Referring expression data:

◆ ◆ ◆ ◆

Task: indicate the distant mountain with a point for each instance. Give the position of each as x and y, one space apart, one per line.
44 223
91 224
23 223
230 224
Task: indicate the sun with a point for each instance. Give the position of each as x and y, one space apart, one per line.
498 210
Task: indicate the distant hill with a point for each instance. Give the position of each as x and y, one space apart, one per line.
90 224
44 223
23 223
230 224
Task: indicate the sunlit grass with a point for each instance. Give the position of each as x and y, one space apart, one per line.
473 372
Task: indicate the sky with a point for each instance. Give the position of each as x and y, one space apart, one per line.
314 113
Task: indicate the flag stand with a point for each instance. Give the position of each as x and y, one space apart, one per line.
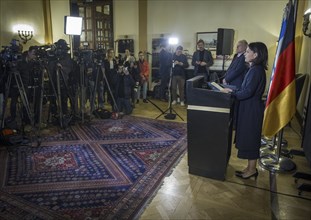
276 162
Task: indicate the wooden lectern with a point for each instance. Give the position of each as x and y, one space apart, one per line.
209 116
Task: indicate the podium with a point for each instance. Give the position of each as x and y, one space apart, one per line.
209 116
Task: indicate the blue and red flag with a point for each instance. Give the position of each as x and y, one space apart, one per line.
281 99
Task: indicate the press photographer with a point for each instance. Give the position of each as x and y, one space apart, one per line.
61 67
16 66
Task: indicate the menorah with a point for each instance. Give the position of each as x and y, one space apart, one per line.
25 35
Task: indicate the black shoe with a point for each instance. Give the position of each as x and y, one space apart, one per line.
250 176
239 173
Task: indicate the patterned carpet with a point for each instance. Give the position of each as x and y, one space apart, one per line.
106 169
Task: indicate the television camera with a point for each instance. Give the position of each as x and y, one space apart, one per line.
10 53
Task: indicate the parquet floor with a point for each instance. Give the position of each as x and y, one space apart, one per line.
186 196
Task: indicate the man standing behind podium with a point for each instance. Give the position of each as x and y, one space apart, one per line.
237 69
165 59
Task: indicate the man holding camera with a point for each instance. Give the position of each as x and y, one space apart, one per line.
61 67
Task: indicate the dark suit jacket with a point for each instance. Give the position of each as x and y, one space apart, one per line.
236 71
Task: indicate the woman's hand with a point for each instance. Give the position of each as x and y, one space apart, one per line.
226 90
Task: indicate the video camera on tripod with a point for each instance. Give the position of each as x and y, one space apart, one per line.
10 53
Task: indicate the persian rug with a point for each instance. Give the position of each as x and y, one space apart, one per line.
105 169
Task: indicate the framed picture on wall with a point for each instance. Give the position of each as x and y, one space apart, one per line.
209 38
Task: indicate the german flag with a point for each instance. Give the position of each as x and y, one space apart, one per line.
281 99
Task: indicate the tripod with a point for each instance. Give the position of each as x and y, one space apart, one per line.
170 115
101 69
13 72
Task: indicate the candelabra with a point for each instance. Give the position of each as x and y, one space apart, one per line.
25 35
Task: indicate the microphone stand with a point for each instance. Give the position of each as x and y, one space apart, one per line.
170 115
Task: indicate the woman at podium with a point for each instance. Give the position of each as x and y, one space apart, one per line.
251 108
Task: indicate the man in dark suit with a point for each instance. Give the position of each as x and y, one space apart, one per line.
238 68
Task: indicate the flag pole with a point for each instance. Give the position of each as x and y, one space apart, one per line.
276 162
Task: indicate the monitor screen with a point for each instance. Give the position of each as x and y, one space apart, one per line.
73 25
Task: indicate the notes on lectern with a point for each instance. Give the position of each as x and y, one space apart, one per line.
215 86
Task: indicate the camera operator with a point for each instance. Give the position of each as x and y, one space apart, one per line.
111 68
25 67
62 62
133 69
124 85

◆ ◆ ◆ ◆

Aim of the exercise: Reproduce each entry exactly, without the pictures.

Reply to the task:
Task: indicate the distant mountain with a point for each instance. Give the position of each as x and y, one space apart, one per line.
44 223
91 224
23 223
230 224
Task: indicate the sun with a point for each instance. Give the position of each as x and y, one space apart, one per line.
498 210
Task: indicate the distant hill with a point for each instance. Give the position of each as x and y, one space apart, one per line.
90 224
44 223
23 223
230 224
Task: indicate the sunlit grass with a point for each instance. Give the position of each as x and y, one space apart, one per line.
473 372
Task: indicate the sky with a point for each instance. Give the position of each as x and y, one space apart, one per line.
314 113
Task: indicate the flag stand with a point for each instance. Give the position of each as x and y, one space apart, one per line.
276 162
Task: indicate the wooden lectern with a point for each instance. Give the position of each as x and y, one space apart, one per line.
209 116
Task: indicate the podium with a point for each instance. Give the position of each as x and y, one space apart, one per line.
209 116
Task: indicate the blue and red flag with a point for each instance. Give the position of each as x and y, one space apart, one per line.
281 99
Task: indicate the press photographer with a point for each instance. Give the position of each as x and y, one space apart, one per line.
61 67
16 66
Task: indicate the menorah with a point for each instance. Give the position of each as x and y, one space apart, one per line.
25 35
Task: indicate the black shoe with a point for each instance. Give the position of each as x and y, one space apart, one per line.
250 176
239 173
Task: indicate the patterned carpet with a point for each instance. Give the position of each as x and y, one space apart, one per line.
106 169
Task: indicate the television camera with a point for each instance. Give the position of each as x and y, one space apart, one per line.
10 53
Task: indicate the parquet floor with a point for each instance. Give the position of each as x and y, one space apart, one per line.
186 196
Task: indicate the man standing behind podium with a point for each instance. Give the position of each as x and y, one space apart, one per line.
237 69
165 59
Task: indicate the man holding camera with a point for each instance. Give the position of each as x and y, one space apart, one per line.
61 67
Task: indicate the dark suit jacket with a point for each instance. Give the position of each as x and y, one space apart, one per line.
236 71
Task: indicate the woman's hand with a point for each instance. Give the position of each as x and y, one space apart, one per line.
226 90
Task: indicate the video camera on tripod with a point for each instance. Give the position of each as x and y, one space apart, one per line.
10 53
Task: indicate the persian rug with a point for each instance. Give the position of each as x and y, one space apart, one per line.
105 169
Task: indicate the framed picture on wall with a point for each instance. Give the position of each as x and y, one space apart, one per line.
209 38
Task: indicate the german flag with a point for each instance. Give the position of each as x and y, one space apart, one per line.
281 99
Task: indicate the tripod with a point for each instance. Give the position of each as x and y, one space apart, one per line.
170 115
101 69
13 72
Task: indicate the candelabra with a point for each instance. Give the position of each as x and y, one space apart, one per line.
25 35
Task: indicate the microphone stand with a point for each instance. Give the position of each as x and y, one space apart, one per line.
170 115
Task: indicate the woman at podium with a point for each instance. Give the position of each as x and y, one space apart, one per line.
251 108
Task: indicate the man in dark suit with a point for each instance. Give the position of each as x and y, one space apart, one per line.
238 68
Task: indicate the flag pole with a point for each instance. Give the position of each as x and y, one space apart, one per line.
276 162
Task: indicate the monitor screen with a point for each instance. Give the position of each as x and y, one space apart, one per line.
73 25
Task: indicate the notes on lectern with a point for each instance. Give the position of each as x and y, one space apart, one per line.
215 86
Task: indicate the camera operator with a point for each instance. Give the position of each as x and y, one space apart, one per line.
111 68
25 67
62 62
133 69
124 85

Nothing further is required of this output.